**Try it:** Can you retype every one of the following items line for line, with each character and number unchanged?

**Data for this task:**
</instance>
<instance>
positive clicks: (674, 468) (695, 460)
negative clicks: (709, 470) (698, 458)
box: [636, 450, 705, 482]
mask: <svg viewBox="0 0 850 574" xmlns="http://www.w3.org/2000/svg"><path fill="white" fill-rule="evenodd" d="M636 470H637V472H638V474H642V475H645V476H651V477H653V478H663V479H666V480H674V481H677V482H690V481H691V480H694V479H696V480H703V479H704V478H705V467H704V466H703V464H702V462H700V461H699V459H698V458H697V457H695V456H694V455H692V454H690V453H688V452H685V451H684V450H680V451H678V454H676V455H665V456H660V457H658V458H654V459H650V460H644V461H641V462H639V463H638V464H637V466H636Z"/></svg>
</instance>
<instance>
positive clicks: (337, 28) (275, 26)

**Finished exercise:**
</instance>
<instance>
positive clicks: (674, 468) (695, 460)
negative clicks: (709, 470) (698, 458)
box: [636, 450, 705, 482]
mask: <svg viewBox="0 0 850 574" xmlns="http://www.w3.org/2000/svg"><path fill="white" fill-rule="evenodd" d="M636 470H637V472H638V474H642V475H645V476H651V477H653V478H663V479H666V480H674V481H677V482H690V481H691V480H694V479H696V480H703V479H704V478H705V467H704V466H703V464H702V462H700V461H699V459H698V458H697V457H695V456H694V455H692V454H690V453H688V452H685V451H684V450H680V451H678V454H676V455H665V456H660V457H658V458H654V459H650V460H644V461H641V462H639V463H638V464H637V466H636Z"/></svg>
</instance>
<instance>
positive clicks: (337, 28) (275, 26)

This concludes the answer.